**PASSAGE DU TEXTE**.
◆ ◆ ◆ ◆ ◆ ◆ ◆

Pourquoi ne pas choisir la Russie ?

Albert Leimgruber
Rédacteur

Non, non, ne vous en faites pas, je ne vais pas proposer de lancer un référendum pour l’annexion de la Suisse à la fédération de la Russie. Mais force est de constater que la politique actuelle de l’Union européenne devrait pousser Berne à envisager plusieurs options en politique étrangère et non se focaliser sur l’Union Européenne.

 

Certes, l’UE est notre voisin direct. Les échanges entre l’UE et la Suisse sont importants. Mais la Suisse en tant qu’Etat indépendant à la chance de pouvoir pratiquer une politique étrangère flexible, variée et taillée sur mesure.

 

La Suisse a tout intérêt à varier les dépendances et les risques dans son commerce extérieur. S’appuyer unilatéralement sur le commerce avec l’Europe occidentale comprend des risques non négligeables. Ainsi, la crise de la dette et celle de l’Euro n’a pas été surmontée. Les Etats de l’UE, englués dans la politique monétaire et économique commune n’ont pas été en mesure de réduire leurs dettes respectives. Le chômage reste élevé et les tensions sociales palpables.

 

Ailleurs, la croissance a repris de plus belle. La Russie est un Etat dont l’endettement est insignifiant. Ses ressources en richesses naturelles en font un partenaire incontournable sur le marché des hydrocarbures mondial. Les exportations de la Suisse vers la Russie sont en hausse constante. L’industrie Russe est un partenaire de plus en plus apprécié par les industriels Suisses.

 

Ce constat est aussi valable ailleurs en Europe. Ainsi les plus grands patrons allemands, tels les PDG des groupes Siemens, BASF, Bayer, Audi, Volkswagen... supplient la chancelière Merkel de ne pas appliquer les sanctions dictées par Washington et l’UE contre Moscou. Car au final, si les sanctions sont appliquées ce sont les exportations allemandes et donc les bénéfices de l’industrie allemande et les places de travail en Allemagne qui seront les premiers touchés. Certains analystes supposent même que la politique des sanctions dictée par Washington (et approuvée par l’UE) ne vise pas la Russie mais plutôt l’industrie allemande qui fait concurrence à l’industrie américaine.

 

Rappelons-nous que la Suisse avait entamé des négociations avec Moscou dans le but de signer un accord de libre-échange entre les deux Pays. Un acte qui aurait pu avoir une forte dimension symbolique, juste 200 ans après le début des relations diplomatiques entre les deux Etats ! Mais Berne en a décidé autrement après l’éclatement de la crise en Ukraine et à gelé les négociations.

◆ ◆ ◆ ◆ ◆ ◆ ◆

**LIGNES DE DONNÉES**.
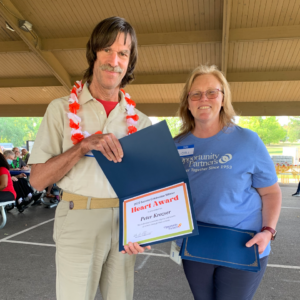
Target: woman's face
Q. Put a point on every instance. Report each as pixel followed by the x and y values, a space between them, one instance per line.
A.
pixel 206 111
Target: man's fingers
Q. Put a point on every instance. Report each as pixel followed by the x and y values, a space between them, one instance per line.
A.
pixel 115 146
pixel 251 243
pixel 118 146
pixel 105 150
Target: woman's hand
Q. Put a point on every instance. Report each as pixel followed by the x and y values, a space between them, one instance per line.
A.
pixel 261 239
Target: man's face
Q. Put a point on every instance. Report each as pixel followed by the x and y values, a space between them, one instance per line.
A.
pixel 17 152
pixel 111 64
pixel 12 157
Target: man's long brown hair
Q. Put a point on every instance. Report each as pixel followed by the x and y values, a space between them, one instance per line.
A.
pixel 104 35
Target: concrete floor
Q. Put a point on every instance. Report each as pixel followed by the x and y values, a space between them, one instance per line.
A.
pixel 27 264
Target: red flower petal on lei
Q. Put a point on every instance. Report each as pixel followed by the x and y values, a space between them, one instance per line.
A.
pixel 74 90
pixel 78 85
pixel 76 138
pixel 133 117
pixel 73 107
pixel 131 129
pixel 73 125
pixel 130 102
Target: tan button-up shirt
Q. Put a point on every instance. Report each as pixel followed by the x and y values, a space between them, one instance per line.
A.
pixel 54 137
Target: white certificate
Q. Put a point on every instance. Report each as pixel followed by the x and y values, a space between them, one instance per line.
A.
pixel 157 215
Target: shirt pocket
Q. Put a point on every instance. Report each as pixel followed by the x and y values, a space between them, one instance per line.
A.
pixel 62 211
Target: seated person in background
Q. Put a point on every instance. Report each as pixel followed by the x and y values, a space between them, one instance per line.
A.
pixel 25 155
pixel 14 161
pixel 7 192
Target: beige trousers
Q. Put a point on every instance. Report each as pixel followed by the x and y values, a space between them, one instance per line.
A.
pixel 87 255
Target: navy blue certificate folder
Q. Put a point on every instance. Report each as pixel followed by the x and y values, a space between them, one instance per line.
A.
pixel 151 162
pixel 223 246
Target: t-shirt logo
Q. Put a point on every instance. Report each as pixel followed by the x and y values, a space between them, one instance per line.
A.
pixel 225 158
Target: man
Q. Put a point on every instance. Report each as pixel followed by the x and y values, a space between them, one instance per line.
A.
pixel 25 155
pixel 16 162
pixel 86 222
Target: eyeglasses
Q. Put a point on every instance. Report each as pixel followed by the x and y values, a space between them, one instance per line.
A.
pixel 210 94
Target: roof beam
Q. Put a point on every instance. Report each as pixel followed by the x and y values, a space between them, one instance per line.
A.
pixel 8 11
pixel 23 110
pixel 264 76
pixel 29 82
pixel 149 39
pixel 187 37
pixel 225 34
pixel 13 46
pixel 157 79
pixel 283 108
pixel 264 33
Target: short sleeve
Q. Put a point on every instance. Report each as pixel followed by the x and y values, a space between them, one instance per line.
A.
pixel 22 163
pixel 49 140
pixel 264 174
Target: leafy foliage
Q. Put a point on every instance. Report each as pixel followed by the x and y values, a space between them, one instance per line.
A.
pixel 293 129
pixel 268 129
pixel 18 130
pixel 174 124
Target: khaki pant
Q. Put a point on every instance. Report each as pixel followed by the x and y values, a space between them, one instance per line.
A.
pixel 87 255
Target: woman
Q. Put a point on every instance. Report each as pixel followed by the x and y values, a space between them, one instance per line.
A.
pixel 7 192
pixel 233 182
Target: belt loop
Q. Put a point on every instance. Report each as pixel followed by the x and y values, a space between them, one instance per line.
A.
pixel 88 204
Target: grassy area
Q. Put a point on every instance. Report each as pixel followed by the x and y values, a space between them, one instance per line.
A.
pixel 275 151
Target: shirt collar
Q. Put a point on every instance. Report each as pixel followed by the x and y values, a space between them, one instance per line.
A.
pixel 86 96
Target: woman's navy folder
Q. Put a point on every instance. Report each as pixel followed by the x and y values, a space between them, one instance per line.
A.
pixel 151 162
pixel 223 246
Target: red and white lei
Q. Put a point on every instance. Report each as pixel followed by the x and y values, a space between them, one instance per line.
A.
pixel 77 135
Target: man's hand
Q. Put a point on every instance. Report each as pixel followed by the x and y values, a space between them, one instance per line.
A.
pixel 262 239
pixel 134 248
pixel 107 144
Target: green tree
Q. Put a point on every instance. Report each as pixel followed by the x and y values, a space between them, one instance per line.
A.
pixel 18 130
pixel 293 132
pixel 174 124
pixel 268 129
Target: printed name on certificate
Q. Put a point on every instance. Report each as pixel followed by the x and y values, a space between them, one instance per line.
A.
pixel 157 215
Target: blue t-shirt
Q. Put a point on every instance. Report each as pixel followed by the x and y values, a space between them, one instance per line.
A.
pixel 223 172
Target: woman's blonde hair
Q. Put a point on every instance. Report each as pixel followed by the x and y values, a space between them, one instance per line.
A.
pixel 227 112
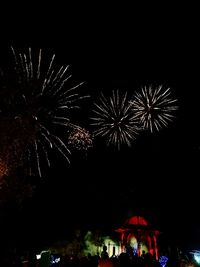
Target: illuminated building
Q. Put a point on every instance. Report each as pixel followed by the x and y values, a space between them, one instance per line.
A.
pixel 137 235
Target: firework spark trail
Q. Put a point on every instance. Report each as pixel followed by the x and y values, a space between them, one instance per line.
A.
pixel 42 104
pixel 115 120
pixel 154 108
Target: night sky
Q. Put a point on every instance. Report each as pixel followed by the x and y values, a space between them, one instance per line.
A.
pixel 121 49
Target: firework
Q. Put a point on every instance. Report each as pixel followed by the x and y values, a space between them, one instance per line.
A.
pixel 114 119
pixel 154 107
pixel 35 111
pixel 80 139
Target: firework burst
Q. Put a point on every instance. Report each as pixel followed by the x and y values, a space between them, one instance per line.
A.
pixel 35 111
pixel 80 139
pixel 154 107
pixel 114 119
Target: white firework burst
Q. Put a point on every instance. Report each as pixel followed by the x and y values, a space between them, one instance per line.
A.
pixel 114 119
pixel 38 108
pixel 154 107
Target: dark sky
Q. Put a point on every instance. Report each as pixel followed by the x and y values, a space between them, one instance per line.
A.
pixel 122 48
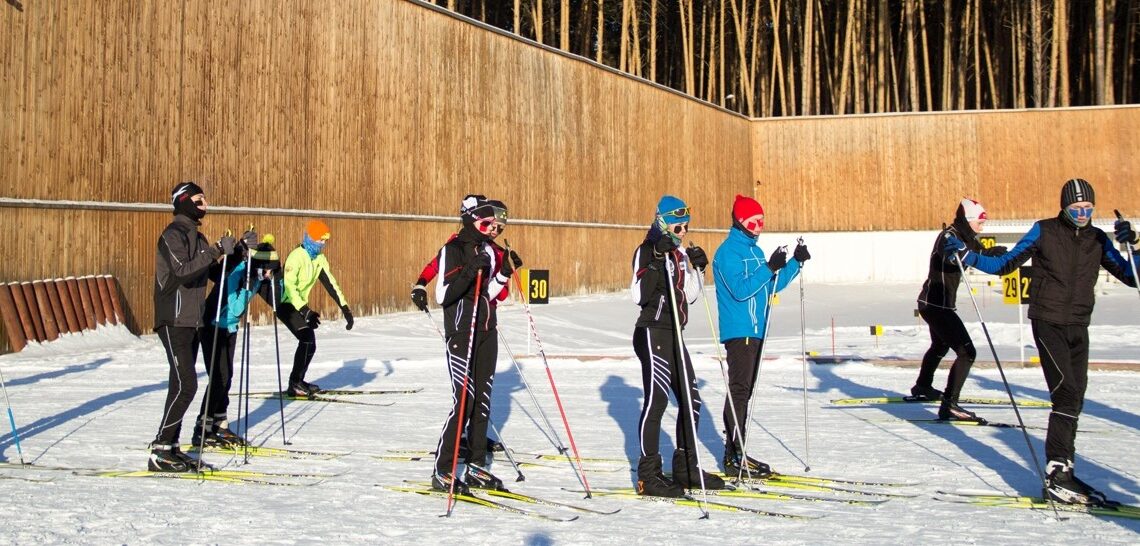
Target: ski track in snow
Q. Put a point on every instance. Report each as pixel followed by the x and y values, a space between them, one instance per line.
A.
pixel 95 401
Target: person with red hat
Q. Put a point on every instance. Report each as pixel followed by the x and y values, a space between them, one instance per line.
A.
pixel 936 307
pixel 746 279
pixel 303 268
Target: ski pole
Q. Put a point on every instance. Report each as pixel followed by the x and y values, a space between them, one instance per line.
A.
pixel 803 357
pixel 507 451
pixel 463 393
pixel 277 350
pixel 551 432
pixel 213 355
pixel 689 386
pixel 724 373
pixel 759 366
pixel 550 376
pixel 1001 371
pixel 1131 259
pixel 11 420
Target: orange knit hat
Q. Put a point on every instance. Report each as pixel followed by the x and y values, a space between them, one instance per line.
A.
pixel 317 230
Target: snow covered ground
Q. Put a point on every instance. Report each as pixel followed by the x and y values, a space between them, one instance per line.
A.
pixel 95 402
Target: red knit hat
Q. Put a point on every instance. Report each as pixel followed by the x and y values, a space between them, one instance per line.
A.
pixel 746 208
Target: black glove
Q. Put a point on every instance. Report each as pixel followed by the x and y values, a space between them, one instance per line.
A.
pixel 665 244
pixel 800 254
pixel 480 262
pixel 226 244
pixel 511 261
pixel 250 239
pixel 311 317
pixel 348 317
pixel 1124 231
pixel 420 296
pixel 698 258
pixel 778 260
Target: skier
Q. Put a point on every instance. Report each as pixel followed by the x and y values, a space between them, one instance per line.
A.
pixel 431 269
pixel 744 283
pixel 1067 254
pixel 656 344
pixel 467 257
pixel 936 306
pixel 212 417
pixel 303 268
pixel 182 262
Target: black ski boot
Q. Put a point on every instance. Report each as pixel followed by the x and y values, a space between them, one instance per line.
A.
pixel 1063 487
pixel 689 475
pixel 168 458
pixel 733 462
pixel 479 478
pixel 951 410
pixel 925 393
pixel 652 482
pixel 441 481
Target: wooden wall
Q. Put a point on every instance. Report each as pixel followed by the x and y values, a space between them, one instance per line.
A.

◆ ◆ ◆ ◆ ◆ ◆ ◆

**TÂCHES DEMANDÉES**.
1) Donnez mot pour mot le passage de l'article sur la Suisse et la Russie qui commence aux mots « Non, non, ne » et s'arrête après « taillée sur mesure. ».
2) Renvoyez à l'identique les lignes de la liste, en commençant à celle qui contient « Target: black ski boot » et en allant jusqu'à la dernière ligne de la liste, les deux incluses.

**RÉSULTATS PAR TÂCHE**.
1)
Non, non, ne vous en faites pas, je ne vais pas proposer de lancer un référendum pour l’annexion de la Suisse à la fédération de la Russie. Mais force est de constater que la politique actuelle de l’Union européenne devrait pousser Berne à envisager plusieurs options en politique étrangère et non se focaliser sur l’Union Européenne.

 

Certes, l’UE est notre voisin direct. Les échanges entre l’UE et la Suisse sont importants. Mais la Suisse en tant qu’Etat indépendant à la chance de pouvoir pratiquer une politique étrangère flexible, variée et taillée sur mesure.

2)
Target: black ski boot
Q. Put a point on every instance. Report each as pixel followed by the x and y values, a space between them, one instance per line.
A.
pixel 1063 487
pixel 689 475
pixel 168 458
pixel 733 462
pixel 479 478
pixel 951 410
pixel 925 393
pixel 652 482
pixel 441 481
Target: wooden wall
Q. Put a point on every instance. Report each as pixel followed by the x and y values, a space between them, one instance per line.
A.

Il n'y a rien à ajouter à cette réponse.